* _Record set_
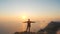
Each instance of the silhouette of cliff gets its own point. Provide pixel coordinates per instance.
(51, 28)
(24, 32)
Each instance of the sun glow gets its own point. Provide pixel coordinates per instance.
(24, 17)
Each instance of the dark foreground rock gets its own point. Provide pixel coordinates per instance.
(24, 32)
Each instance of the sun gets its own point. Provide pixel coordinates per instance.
(24, 17)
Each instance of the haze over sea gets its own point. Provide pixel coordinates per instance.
(14, 12)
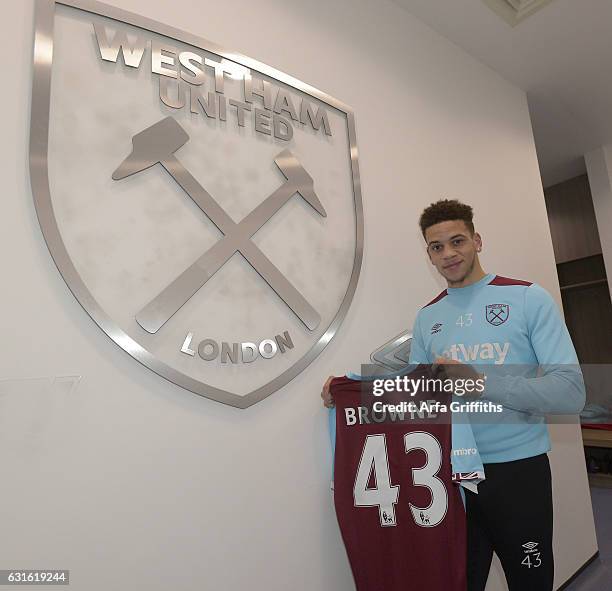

* _Problem requirements_
Give the rows above as a numbered list, one line per item, with blank lines dropped and the pictures left out.

* _Answer for this exercise_
1. Each instance of the silhouette of cliff gets its own point. Provide pixel coordinates per instance.
2. (51, 28)
3. (24, 32)
4. Each instance of the sun glow gets its own point. Provide pixel coordinates per instance.
5. (24, 17)
6. Each instance of the dark foreground rock gets its own point. Provide pixel coordinates per instance.
7. (24, 32)
8. Each instance of the sun gets its own point. Provide pixel coordinates per instance.
9. (24, 17)
10. Each instance of the haze over sea gets its own point. Provide pixel coordinates per instance.
11. (14, 12)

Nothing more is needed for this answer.